__Task requirements__.
Copy out the article on causality and machine learning word for word, in full.

__Passage to read__.
*** Block opens ***

ICML: Where causality meets machine learning
Amazon’s Dominik Janzing on the history and promise of the young field of causal machine learning.
Dominik Janzing, a principal research scientist with Amazon Web Services, is a coauthor on four of Amazon’s 18 papers at this year’s International Conference on Machine Learning (ICML), and all four of those papers, like most of Janzing’s papers, have the word “causal” in the title.
Our 2012 paper ‘On causal and anticausal learning’ just received a Test of Time Honorable Mention at @icmlconf #ICML2022: https://t.co/gc1FZYSOyP. I am really grateful, and would like to use this occasion for some thoughts on causality and machine learning:— Bernhard Schölkopf (@bschoelkopf) July 20, 2022
“It's still a small fraction of papers that refer to causality,” Janzing says, “but it is increasing. If you look at the long-term trend, it's clearly increasing, and I strongly believe that this trend will continue for a while. My prediction is causality will play an even bigger role than now.”
The burgeoning interest in causality among machine learning researchers grew out of related work in neighboring fields, Janzing explains.

*** Block closes ***

__Recorded data__.
*** Block opens ***

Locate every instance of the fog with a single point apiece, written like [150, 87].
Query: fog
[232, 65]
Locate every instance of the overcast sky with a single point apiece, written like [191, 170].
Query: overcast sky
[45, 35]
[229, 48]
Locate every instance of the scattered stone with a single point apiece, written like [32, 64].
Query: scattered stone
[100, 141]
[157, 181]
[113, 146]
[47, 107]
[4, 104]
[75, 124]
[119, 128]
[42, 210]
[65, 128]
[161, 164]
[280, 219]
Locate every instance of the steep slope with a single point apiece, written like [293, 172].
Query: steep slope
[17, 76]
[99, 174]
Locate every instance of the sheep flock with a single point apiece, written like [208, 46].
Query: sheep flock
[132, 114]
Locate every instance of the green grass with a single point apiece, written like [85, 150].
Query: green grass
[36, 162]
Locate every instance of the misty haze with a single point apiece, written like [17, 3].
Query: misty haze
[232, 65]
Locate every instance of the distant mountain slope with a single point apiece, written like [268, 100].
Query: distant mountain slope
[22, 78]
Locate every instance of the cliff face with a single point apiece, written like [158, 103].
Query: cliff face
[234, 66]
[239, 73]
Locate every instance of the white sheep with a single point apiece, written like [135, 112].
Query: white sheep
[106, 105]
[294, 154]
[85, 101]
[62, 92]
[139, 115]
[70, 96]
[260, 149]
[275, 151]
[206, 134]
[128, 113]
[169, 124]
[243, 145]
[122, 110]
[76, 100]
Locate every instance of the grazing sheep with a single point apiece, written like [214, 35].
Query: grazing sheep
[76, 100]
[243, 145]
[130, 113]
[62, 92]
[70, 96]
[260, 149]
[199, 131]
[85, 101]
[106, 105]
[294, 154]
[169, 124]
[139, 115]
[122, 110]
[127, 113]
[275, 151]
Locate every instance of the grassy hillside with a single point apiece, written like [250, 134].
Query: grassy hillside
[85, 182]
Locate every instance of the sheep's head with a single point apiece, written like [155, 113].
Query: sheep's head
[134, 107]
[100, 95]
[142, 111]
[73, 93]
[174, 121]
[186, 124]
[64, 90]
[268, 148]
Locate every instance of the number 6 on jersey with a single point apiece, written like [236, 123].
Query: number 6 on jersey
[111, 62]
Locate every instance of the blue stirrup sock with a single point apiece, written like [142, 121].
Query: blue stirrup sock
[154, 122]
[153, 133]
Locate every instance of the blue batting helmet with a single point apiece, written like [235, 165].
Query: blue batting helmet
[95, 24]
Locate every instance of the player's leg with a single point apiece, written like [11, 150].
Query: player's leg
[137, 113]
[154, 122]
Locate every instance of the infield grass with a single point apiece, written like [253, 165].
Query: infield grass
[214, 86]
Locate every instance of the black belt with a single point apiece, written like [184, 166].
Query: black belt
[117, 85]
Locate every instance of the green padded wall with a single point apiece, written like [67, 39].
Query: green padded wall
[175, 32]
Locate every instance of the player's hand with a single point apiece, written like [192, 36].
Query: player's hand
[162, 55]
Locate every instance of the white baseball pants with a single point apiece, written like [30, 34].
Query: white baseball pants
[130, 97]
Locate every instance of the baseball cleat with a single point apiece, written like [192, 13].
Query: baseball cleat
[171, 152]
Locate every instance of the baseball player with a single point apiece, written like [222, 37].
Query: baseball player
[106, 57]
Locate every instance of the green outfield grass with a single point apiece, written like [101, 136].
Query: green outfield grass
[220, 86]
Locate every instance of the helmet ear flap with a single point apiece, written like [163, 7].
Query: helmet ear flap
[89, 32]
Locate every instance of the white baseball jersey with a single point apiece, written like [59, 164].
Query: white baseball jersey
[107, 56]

*** Block closes ***

__Solution to the problem__.
ICML: Where causality meets machine learning
Amazon’s Dominik Janzing on the history and promise of the young field of causal machine learning.
Dominik Janzing, a principal research scientist with Amazon Web Services, is a coauthor on four of Amazon’s 18 papers at this year’s International Conference on Machine Learning (ICML), and all four of those papers, like most of Janzing’s papers, have the word “causal” in the title.
Our 2012 paper ‘On causal and anticausal learning’ just received a Test of Time Honorable Mention at @icmlconf #ICML2022: https://t.co/gc1FZYSOyP. I am really grateful, and would like to use this occasion for some thoughts on causality and machine learning:— Bernhard Schölkopf (@bschoelkopf) July 20, 2022
“It's still a small fraction of papers that refer to causality,” Janzing says, “but it is increasing. If you look at the long-term trend, it's clearly increasing, and I strongly believe that this trend will continue for a while. My prediction is causality will play an even bigger role than now.”
The burgeoning interest in causality among machine learning researchers grew out of related work in neighboring fields, Janzing explains.